- **Instruction**: List each line in the listing below that contains the string "microwave", treating uppercase and lowercase as different.
----- Rows
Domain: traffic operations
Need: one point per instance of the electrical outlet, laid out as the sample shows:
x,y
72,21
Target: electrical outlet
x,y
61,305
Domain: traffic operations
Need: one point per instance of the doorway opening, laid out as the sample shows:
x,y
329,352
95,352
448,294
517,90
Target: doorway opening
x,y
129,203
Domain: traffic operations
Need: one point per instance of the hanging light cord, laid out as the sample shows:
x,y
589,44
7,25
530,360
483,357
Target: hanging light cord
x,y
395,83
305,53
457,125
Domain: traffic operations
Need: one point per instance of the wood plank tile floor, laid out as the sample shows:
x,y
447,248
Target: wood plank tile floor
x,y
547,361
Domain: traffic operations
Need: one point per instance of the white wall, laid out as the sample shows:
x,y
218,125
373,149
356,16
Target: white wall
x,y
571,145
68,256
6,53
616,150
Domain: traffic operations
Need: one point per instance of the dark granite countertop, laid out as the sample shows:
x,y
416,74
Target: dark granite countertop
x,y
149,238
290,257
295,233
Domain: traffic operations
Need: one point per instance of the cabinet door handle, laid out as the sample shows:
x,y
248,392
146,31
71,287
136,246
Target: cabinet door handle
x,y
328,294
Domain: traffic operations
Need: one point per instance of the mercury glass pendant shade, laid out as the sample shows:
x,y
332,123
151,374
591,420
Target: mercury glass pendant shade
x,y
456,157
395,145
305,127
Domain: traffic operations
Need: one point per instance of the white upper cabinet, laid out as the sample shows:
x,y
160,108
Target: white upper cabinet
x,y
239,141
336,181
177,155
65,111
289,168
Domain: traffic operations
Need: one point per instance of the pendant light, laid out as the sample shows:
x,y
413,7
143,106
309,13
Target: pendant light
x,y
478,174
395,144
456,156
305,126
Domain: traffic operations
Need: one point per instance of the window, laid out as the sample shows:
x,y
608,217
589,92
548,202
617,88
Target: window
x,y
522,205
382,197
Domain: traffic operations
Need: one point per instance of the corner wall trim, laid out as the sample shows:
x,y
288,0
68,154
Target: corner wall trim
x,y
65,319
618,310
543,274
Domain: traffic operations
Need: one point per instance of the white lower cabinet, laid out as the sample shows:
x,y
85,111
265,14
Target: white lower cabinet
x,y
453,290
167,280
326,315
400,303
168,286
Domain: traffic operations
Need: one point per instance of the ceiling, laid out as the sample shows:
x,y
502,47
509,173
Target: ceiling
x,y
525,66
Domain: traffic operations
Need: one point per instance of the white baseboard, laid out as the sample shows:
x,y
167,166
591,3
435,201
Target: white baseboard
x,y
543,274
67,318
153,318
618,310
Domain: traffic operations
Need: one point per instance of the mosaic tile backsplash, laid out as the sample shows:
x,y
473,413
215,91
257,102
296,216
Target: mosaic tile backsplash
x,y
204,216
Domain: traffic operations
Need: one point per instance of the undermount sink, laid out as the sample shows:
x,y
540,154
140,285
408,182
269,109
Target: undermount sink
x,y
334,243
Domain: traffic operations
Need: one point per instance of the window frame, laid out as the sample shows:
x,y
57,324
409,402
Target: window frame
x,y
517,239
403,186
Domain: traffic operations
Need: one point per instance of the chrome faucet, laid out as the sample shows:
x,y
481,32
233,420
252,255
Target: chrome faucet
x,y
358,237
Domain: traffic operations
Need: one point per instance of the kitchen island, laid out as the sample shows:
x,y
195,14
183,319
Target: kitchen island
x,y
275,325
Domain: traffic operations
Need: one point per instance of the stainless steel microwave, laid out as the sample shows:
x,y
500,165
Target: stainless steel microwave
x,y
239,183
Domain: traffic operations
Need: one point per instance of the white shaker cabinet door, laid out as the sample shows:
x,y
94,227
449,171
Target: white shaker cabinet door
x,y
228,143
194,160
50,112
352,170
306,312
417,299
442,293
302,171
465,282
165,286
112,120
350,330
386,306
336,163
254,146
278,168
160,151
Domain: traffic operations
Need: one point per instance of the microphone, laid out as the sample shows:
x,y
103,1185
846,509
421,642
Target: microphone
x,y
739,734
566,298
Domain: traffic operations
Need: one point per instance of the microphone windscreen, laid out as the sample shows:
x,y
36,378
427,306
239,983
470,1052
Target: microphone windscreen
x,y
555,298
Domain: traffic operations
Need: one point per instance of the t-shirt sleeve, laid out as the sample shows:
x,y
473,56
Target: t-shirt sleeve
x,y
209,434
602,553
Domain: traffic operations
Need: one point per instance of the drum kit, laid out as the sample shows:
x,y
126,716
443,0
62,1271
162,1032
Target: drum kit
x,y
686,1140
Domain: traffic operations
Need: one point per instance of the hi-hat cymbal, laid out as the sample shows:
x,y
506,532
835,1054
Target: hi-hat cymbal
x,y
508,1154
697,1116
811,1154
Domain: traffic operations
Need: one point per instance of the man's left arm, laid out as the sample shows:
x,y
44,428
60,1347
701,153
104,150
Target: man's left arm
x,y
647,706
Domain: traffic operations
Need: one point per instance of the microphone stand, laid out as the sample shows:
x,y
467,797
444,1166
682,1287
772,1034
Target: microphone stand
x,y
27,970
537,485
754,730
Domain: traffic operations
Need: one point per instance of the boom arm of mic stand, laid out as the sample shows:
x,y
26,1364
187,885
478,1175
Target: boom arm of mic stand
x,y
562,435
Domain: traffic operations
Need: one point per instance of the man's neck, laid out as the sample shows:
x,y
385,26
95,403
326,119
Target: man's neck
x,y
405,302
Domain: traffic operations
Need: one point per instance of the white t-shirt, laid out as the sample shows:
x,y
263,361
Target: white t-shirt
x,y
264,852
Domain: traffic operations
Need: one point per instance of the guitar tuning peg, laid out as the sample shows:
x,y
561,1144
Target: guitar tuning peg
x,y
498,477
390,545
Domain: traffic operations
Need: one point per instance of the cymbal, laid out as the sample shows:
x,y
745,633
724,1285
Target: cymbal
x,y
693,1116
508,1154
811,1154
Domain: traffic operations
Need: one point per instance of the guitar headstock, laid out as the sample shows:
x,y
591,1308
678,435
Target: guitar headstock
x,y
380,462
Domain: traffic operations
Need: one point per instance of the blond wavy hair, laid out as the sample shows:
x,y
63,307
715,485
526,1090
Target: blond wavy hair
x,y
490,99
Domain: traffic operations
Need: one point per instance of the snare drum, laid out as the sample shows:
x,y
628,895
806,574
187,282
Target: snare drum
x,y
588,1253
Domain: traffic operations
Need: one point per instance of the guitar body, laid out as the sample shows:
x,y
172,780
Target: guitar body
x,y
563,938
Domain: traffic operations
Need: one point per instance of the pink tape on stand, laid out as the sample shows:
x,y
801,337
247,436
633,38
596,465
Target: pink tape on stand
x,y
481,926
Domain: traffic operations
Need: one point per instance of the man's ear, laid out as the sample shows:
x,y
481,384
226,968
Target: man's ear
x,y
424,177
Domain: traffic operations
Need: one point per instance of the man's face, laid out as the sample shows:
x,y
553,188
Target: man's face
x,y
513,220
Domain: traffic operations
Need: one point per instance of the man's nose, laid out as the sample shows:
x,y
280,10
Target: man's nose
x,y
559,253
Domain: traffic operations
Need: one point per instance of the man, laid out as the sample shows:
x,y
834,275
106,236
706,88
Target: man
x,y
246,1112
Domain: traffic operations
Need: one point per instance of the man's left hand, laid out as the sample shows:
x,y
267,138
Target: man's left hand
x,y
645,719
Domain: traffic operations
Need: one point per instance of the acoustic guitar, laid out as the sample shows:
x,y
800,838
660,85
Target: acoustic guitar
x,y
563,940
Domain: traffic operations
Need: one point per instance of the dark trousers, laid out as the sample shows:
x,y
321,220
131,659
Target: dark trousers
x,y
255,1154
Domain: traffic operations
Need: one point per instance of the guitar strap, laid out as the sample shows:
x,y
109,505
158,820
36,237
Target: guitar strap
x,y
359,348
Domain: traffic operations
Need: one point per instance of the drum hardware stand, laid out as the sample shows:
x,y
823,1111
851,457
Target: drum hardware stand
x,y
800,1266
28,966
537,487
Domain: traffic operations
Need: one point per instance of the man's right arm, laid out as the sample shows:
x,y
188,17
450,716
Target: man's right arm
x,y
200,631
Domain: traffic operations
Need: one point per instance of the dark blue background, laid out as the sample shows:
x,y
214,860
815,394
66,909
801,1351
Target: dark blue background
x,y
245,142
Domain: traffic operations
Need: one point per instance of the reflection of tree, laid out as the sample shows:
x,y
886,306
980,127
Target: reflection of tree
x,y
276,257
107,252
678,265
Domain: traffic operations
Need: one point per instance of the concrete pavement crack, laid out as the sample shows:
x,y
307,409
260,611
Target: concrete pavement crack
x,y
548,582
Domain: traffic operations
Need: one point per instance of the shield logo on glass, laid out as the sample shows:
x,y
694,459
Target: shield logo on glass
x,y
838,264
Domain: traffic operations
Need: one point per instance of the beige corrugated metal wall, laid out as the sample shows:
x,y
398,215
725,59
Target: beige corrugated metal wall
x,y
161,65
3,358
----------
- **Response**:
Need: one point per instance of the stainless steel microwave, laid out as the sample shows:
Target: stainless steel microwave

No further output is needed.